** START **

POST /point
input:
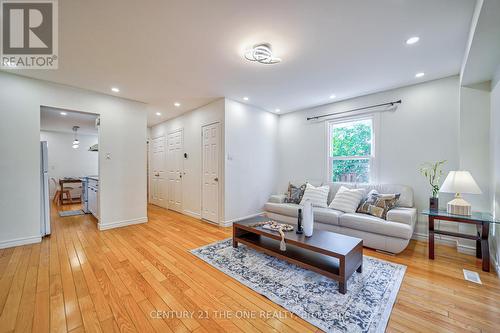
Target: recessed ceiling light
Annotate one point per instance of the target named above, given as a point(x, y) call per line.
point(262, 53)
point(412, 40)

** END **

Pictures are not part of the copy; output everything else in the records exactly.

Result for this task
POST /point
input:
Target: recessed ceiling light
Annotate one point per instance of the target named above, given as a point(x, y) call per line.
point(262, 53)
point(412, 40)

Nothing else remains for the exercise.